▸ Excerpt provided:
— Begin —

How to Cope When Your Work Colleague is Your Worst Nightmare
Do you work with someone who you dread having to interact with? Someone who stifles you, who never gives you any positive feedback and is always disapproving? It’s tough, isn’t it?
Most of us have to deal with a difficult work colleague from time to time but we may find that solutions are not always easy to find. When this happened to me a while back, I was surprised at how much it got to me. It made me look into what was going on more deeply and try to come up some new ideas for how to handle it.
My recent story
I run my own small business and do a lot of work online. Sometimes this involves working on quite complex projects with international teams of people I have never met in person. Most of the time this goes really well but just recently it went badly wrong. A new volunteer joined a team I was working with and was given responsibility for the project. To begin with, I really enjoyed her focused, organized approach and felt hopeful about our progress. However, as the weeks passed, she began to assume a more top-down approach in our relationship and things started to unravel.
It began to really affect me. Her refusal to meet me half way, her positioning of herself as the expert, her willingness to have me to the same work over and over again until it reached some standard that I was not privy to—it became demoralising. Most worrying was a sense of rebellion that became steadily more persistent. There was a voice in my head that kept saying, Why bother? She’s not going to like it anyway! Worst of all—I started to dislike her, and it was very hard to summon any sort of kind feelings towards her.

— End —

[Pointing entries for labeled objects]
— Begin —

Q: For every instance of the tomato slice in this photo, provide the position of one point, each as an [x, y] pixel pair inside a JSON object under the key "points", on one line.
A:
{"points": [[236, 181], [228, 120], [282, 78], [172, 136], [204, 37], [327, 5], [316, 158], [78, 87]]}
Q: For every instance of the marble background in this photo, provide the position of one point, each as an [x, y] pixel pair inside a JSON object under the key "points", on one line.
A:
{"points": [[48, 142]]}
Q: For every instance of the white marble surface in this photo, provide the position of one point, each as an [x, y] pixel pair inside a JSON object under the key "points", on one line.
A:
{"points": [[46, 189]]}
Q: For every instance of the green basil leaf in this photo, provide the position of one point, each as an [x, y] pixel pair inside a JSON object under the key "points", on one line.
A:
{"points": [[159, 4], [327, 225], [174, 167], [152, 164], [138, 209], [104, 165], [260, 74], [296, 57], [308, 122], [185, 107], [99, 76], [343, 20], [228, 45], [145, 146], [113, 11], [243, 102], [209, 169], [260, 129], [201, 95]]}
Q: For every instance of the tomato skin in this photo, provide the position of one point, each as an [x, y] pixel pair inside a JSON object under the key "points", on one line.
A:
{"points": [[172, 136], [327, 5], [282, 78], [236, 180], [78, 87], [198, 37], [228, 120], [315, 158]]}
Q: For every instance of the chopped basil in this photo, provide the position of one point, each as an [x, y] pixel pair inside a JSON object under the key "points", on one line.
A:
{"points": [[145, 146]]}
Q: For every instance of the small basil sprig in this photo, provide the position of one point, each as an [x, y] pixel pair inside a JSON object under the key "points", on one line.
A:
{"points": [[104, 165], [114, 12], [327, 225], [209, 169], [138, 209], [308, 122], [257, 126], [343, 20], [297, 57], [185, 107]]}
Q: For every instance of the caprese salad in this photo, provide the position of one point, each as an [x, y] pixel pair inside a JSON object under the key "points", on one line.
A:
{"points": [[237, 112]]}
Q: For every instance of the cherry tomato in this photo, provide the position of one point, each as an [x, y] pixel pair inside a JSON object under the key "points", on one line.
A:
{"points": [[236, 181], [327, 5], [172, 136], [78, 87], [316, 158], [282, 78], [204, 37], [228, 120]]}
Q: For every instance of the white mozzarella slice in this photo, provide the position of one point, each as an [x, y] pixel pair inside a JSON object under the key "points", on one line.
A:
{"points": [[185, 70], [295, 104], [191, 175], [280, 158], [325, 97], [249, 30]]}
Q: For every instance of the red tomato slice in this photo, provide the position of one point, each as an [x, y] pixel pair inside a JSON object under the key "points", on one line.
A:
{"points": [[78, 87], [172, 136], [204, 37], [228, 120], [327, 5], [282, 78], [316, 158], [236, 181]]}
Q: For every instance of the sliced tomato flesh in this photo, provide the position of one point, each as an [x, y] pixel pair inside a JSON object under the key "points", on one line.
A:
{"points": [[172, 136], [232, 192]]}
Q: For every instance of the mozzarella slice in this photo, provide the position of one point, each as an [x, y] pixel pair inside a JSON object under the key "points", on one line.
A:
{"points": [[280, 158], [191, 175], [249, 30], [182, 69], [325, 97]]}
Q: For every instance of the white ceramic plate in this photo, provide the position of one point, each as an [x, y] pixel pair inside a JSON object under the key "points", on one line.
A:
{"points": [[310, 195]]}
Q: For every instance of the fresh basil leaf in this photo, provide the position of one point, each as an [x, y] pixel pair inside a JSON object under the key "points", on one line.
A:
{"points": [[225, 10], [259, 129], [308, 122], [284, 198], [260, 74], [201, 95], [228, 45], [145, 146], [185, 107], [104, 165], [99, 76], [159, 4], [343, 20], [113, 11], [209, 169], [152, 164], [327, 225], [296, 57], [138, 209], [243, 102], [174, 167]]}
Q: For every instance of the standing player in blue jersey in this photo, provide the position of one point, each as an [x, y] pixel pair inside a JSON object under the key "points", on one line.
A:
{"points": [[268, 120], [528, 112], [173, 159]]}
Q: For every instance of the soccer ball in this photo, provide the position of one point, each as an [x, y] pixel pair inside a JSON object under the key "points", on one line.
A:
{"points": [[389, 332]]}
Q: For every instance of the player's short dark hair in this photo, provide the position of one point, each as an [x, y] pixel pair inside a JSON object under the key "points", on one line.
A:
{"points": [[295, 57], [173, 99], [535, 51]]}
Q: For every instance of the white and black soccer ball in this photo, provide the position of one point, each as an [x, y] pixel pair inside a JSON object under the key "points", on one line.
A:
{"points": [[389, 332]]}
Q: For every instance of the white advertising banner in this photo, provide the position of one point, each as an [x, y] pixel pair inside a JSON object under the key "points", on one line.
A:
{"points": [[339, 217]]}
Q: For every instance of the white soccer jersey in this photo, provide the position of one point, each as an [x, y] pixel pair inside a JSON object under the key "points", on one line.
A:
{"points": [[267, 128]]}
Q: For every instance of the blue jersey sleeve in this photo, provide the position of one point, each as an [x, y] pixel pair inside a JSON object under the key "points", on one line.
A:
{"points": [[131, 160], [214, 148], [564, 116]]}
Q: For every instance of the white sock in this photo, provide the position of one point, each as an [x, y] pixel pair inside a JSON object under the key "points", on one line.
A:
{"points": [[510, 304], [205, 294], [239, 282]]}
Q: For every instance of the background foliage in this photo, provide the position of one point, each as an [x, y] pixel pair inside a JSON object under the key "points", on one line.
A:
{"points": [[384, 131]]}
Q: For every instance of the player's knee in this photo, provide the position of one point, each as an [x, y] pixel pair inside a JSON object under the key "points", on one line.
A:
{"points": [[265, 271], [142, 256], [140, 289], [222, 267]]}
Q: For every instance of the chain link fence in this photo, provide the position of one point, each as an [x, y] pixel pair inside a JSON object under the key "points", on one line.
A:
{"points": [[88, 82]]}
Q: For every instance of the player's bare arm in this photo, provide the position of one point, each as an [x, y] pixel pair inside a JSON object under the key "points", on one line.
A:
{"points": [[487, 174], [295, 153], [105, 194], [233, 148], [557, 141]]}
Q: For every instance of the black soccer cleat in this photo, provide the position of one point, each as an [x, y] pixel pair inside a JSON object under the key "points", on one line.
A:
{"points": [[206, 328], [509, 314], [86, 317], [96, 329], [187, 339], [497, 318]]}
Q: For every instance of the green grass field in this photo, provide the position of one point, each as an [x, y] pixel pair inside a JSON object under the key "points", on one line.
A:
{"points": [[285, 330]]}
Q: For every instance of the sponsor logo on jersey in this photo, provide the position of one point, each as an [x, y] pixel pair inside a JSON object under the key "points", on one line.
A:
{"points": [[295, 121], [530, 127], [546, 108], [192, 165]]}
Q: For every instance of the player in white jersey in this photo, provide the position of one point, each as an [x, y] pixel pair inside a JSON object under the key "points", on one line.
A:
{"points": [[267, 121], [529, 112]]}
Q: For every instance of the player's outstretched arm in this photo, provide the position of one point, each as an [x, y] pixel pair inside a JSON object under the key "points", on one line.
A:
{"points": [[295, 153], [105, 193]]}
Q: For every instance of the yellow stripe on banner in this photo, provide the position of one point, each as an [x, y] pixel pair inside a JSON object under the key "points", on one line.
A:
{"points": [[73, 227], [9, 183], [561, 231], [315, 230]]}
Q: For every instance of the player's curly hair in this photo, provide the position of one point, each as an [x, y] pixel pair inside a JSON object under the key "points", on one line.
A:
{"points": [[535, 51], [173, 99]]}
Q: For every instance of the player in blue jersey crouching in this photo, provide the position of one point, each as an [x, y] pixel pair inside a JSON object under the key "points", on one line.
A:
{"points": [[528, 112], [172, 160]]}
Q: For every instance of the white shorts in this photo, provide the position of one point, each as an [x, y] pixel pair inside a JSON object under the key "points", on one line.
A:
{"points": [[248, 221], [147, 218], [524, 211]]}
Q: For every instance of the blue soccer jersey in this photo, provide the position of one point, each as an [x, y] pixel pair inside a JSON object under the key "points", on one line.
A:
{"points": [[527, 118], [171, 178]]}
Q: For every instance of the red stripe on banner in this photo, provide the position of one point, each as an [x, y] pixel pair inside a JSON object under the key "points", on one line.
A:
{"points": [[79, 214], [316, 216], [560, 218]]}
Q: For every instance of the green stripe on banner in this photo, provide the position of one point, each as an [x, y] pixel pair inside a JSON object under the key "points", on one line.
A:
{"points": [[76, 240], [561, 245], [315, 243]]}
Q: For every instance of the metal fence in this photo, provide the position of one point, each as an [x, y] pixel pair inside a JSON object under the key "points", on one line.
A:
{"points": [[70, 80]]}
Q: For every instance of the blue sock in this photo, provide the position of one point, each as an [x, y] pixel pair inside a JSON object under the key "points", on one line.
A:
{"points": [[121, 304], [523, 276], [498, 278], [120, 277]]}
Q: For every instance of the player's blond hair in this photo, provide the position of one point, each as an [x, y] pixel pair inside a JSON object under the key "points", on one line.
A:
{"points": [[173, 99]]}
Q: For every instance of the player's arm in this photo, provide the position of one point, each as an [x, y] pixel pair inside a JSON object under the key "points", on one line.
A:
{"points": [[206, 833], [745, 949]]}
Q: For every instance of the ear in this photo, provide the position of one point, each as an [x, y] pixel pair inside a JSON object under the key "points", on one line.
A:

— End —

▸ Set tasks:
1. In the essay on coping with a difficult work colleague, what was the new volunteer given when she joined the team?
2. Write the next part of the essay on coping with a difficult work colleague, picking up after its final sentence.

▸ Answers below:
1. She was given responsibility for the project.

2.
Eventually, I decided that enough was enough and the only way forward was to talk face-to-face and try to sort things out. We arranged a SKYPE session.
When the talking it out session fails
Here came my second major surprise. For me to have a conversation like this means allowing myself to be vulnerable, to try to connect with the other person and to attempt to put myself in their shoes. I did all those things—from explaining quietly what I found difficult in the way we were working together to inviting her to tell me what she found difficult about working with me. We talked for almost an hour but there was no movement at all. None. A couple of days later she emailed me to say she was withdrawing from the project and would not be contacting me again. My attempt to reach out and to heal had met with total failure.
What do you then?
I spend my life talking and writing about kindness and peace of mind. It is an extraordinary feeling to put on the back foot when you are trying to use all your skills and experience. For a while my reactions took over but when I calmed down I tried to take a more balanced view and to see what learning there could be in a seemingly immovable situation.
Here are some of the strategies I used to work with what had happened.
It would have been very easy to feel bad about the whole thing. A commentary started up in my mind telling me that I had created a real mess and all my years of meditation did not count for much. I began to feel guilty for not managing better. Fortunately, I have done a lot of work with my inner critic and it didn’t take too long to reign it in and get some perspective.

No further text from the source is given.